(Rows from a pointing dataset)
------------------------------------------------------------------------

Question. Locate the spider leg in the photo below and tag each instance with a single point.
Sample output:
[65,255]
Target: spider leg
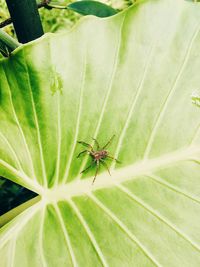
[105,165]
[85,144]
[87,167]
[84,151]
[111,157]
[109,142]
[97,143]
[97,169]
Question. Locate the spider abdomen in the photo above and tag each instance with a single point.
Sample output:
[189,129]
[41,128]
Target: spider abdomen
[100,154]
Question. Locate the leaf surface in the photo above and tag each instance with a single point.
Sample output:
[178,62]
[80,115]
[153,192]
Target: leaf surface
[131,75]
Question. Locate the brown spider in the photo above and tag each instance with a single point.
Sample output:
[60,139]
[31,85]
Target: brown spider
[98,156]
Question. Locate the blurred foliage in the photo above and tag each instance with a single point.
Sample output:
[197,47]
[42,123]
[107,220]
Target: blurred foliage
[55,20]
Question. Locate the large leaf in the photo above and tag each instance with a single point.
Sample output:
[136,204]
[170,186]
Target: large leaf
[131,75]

------------------------------------------------------------------------

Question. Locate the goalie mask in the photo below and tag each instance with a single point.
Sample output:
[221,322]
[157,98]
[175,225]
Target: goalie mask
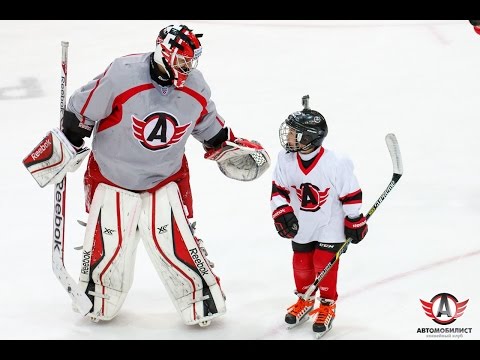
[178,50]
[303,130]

------------------------------------------------------------------------

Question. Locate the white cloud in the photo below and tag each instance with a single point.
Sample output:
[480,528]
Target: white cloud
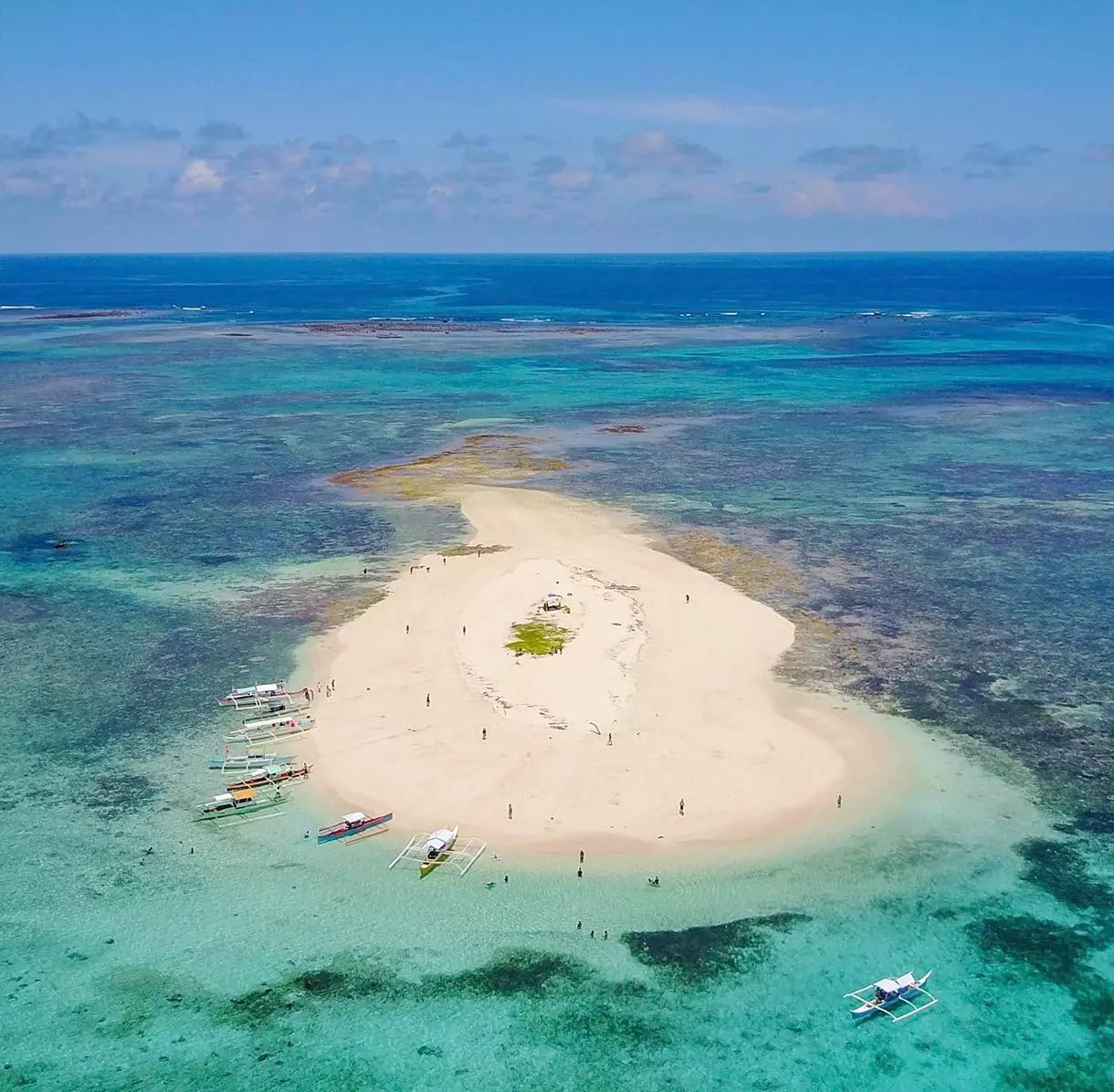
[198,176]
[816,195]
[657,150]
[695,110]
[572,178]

------------------------------------------------------------------------

Identify each line above that contains the string "white", matching case exactly, and copy those lines.

Solution to the problem:
Question. Locate the white cloud in the photo below and tag each instance with a single point.
Target: white cloud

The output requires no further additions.